Exercise >> Copy the stretch of items from the very start through the line containing "[80,382,535,883]", both ends included, reproducing each line verbatim.

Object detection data
— Start —

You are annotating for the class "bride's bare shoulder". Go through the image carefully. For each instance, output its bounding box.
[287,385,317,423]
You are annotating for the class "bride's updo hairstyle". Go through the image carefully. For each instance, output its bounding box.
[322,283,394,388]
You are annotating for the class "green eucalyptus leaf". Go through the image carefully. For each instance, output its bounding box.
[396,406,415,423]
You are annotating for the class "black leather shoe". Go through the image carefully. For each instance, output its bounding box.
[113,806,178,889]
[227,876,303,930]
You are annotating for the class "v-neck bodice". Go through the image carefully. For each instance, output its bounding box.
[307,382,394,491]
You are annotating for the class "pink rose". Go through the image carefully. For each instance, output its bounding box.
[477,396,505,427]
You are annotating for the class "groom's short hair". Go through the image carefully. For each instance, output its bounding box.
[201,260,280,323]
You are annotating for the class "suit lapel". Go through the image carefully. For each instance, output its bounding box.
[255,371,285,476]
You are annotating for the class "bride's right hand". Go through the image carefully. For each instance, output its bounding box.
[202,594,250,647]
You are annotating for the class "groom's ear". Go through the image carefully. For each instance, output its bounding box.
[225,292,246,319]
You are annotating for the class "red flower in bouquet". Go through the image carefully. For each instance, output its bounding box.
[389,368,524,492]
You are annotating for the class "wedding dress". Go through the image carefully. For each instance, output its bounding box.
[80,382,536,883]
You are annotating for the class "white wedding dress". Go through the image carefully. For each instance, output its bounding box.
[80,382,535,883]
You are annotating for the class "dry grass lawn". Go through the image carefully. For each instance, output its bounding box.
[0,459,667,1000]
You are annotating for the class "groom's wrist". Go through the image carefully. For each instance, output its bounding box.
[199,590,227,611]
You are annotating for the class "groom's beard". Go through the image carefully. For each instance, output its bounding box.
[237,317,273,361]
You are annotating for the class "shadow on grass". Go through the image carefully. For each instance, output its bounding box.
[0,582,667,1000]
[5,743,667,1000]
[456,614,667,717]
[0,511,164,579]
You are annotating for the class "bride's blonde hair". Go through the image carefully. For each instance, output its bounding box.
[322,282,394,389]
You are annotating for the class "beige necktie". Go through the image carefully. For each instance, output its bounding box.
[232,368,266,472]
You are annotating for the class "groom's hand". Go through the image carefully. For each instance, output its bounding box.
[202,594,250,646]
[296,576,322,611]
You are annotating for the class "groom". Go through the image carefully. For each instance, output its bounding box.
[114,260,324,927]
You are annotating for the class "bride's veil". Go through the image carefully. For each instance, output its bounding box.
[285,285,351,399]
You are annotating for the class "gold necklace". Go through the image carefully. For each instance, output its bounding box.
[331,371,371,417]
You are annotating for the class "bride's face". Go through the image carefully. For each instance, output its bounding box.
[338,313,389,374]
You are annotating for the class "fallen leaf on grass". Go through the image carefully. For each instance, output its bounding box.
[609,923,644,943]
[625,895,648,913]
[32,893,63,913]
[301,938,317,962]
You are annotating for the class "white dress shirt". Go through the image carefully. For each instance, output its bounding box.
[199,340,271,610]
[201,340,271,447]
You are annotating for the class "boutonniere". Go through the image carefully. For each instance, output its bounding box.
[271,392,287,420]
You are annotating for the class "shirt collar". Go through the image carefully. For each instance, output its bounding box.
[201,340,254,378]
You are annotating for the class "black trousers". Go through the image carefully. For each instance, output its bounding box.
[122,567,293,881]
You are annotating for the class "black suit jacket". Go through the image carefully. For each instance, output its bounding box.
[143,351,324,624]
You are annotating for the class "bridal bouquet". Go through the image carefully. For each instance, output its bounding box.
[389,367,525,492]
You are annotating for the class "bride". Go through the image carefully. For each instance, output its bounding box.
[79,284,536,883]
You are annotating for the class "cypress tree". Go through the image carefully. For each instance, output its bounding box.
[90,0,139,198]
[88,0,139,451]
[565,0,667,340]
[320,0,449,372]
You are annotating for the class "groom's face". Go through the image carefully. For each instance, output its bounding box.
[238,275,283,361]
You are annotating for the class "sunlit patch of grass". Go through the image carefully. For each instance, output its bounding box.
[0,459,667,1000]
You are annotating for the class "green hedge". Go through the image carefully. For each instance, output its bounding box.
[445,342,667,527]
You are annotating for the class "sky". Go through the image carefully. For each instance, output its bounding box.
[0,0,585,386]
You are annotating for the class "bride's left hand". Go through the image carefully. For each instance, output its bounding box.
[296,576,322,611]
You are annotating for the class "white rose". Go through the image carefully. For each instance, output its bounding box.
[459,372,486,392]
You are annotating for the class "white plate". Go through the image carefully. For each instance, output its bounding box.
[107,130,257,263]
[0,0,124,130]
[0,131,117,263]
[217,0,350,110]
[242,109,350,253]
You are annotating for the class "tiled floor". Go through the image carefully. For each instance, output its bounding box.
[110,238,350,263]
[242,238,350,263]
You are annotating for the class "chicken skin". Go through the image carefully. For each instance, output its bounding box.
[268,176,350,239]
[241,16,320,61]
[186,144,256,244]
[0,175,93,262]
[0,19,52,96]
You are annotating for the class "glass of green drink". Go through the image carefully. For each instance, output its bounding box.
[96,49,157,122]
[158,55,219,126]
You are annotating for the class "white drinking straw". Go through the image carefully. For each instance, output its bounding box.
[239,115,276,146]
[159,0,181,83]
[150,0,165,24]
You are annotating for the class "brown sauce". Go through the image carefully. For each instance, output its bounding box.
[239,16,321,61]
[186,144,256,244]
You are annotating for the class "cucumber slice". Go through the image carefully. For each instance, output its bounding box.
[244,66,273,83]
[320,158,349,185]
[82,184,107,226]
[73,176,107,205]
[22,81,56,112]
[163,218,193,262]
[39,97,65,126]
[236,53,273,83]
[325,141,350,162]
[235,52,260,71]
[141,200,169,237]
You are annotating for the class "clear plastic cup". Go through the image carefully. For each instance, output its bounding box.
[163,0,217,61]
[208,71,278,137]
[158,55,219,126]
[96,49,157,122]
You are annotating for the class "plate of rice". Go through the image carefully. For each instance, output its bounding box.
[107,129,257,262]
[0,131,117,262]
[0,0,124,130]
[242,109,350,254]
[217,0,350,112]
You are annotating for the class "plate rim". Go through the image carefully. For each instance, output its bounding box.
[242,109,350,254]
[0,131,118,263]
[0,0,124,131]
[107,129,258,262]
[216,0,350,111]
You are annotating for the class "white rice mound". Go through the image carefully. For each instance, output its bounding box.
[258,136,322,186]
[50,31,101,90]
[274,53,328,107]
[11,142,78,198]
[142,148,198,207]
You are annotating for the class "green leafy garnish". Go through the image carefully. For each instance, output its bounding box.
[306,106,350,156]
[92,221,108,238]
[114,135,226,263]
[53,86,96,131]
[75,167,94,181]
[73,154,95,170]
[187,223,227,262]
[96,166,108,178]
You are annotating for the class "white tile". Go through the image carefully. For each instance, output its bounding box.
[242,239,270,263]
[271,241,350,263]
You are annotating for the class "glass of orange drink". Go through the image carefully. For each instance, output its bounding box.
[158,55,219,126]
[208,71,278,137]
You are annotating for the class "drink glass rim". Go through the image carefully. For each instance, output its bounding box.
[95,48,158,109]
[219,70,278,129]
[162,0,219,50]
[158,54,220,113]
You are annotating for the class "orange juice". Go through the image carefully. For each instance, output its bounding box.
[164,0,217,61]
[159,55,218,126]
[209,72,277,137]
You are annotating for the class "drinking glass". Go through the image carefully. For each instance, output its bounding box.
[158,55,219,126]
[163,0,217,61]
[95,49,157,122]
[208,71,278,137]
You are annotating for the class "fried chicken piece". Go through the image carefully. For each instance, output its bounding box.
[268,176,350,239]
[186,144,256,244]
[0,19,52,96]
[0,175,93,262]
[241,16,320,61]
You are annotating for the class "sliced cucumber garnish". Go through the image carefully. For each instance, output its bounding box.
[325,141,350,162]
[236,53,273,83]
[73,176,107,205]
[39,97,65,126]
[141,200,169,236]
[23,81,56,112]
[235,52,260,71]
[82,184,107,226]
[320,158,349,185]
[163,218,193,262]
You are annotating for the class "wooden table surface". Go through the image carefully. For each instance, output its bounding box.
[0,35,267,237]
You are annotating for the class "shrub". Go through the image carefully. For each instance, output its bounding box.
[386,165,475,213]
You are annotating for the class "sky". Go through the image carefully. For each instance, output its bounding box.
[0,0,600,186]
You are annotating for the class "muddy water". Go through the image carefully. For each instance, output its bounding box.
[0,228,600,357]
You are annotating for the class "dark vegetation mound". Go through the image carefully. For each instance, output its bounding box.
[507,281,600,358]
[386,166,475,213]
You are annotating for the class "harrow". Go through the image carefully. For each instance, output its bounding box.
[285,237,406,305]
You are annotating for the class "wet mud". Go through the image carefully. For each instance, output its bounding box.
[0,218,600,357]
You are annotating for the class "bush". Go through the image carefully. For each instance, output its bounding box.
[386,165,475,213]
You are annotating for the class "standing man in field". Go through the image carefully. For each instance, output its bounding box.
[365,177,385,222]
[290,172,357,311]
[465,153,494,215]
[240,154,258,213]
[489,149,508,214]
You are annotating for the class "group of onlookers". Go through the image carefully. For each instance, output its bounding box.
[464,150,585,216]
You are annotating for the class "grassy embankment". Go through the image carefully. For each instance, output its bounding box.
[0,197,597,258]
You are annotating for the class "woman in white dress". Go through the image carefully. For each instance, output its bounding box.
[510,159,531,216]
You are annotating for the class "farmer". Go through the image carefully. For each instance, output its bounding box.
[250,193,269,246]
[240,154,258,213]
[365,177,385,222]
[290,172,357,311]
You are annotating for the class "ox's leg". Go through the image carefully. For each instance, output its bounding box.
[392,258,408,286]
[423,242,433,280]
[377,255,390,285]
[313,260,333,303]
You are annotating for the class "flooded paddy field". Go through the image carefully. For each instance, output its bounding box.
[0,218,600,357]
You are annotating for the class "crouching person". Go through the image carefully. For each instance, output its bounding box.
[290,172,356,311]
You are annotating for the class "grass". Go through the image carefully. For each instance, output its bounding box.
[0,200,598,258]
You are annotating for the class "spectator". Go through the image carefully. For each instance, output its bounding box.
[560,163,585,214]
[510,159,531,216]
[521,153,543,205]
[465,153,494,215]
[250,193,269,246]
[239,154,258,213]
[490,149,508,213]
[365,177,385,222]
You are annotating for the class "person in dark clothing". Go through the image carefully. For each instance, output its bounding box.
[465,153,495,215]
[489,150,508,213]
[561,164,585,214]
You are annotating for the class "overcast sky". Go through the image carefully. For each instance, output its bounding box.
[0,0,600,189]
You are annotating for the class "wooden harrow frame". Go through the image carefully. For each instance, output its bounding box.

— End —

Response to the task >>
You are annotating for the class "bride's bare shoulder". Go through the image carefully. For each instance, output its bounding box.
[287,385,317,423]
You are annotating for the class "bride's updo hairstyle". Go through the image carefully. For each instance, output its bounding box.
[322,283,394,388]
You are annotating for the class "green eucalyptus leaf". Go through the image carefully. For each instance, output its bounding box.
[396,406,415,423]
You are annotating for the class "black leather shoe". Go through the image carefully. For each instance, output its bounding box.
[113,806,178,889]
[227,876,303,930]
You are annotating for the class "v-neck bodice". Go through the image carefully. For each instance, output its bounding box.
[307,382,394,491]
You are annotating for the class "pink rose". Go through the image carefully. For each instance, output its bounding box.
[477,396,505,427]
You are annotating for the class "groom's short hair". Go through the image carefully. For each instance, output its bounding box.
[201,260,280,323]
You are annotating for the class "suit lapel". Go through the image carefully. For each instance, output its bounding box.
[255,371,285,476]
You are annotating for the class "bride's right hand". Go through the image carefully. For each instance, output its bounding box.
[202,594,250,647]
You are annotating for the class "groom's ear". Go through the image carefully. For each instance, output its bounding box.
[225,292,246,319]
You are annotating for the class "red flower in bouquet". Go through the image carefully. For each instance, output its bounding box.
[389,368,524,492]
You are annotating for the class "wedding dress". Go through the image carefully. For each instance, output its bounding box.
[80,382,536,883]
You are annotating for the class "white wedding dress". Go through the image carefully. For each instance, output its bounding box.
[80,382,535,883]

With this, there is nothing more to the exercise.